◆ Excerpted records ◆

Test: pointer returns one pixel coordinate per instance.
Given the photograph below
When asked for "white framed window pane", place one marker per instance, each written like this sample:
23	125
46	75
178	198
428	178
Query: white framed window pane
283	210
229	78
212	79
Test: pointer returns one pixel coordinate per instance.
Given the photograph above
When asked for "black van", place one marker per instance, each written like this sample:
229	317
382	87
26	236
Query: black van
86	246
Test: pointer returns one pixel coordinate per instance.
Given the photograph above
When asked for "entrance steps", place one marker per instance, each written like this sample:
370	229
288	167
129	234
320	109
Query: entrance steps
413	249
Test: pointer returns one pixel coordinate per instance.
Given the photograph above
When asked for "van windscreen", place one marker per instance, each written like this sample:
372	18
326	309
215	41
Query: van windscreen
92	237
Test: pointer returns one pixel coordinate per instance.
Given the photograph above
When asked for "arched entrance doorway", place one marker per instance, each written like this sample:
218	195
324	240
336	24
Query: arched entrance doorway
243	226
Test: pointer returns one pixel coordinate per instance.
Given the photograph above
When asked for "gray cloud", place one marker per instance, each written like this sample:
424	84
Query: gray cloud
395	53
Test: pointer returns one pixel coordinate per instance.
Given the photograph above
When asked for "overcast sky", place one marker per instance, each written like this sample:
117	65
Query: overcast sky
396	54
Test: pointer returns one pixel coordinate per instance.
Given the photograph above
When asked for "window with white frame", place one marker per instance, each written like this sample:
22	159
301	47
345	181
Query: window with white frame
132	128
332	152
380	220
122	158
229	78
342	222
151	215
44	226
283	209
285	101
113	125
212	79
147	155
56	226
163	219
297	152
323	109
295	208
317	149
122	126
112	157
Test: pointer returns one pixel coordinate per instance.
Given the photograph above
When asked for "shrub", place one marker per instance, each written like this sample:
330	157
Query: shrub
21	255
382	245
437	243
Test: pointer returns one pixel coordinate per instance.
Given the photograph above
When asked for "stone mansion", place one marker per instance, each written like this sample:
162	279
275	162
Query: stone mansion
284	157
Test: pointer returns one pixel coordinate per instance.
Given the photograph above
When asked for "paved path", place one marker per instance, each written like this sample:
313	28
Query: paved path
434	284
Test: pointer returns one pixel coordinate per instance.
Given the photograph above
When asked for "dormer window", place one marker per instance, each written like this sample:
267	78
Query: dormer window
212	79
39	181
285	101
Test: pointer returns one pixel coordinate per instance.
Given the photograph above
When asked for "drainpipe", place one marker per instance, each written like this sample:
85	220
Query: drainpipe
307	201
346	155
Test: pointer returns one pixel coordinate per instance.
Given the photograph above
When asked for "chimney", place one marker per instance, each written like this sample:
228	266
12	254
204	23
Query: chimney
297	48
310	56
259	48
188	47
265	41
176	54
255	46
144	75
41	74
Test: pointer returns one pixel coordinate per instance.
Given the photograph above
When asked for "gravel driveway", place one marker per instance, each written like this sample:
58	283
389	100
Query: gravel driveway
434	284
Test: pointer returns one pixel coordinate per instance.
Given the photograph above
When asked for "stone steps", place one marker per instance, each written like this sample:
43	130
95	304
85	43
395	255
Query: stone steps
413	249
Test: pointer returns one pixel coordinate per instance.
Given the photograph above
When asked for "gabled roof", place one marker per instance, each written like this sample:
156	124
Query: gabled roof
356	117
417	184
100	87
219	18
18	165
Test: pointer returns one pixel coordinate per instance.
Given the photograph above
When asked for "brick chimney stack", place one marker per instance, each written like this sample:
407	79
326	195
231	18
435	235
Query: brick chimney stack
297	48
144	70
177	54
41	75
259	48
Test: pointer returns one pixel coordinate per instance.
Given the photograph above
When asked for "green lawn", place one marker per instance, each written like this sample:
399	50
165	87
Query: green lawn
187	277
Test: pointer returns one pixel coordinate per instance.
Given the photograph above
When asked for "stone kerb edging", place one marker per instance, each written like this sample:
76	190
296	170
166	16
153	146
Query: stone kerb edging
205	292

◆ What is expected ◆
From the listing above, copy each line that contains the string "brick". Case counts.

◆ Expected answer ◆
When asked for "brick chimney stack", place one marker per instance, each written like this sample:
Query: brick chimney stack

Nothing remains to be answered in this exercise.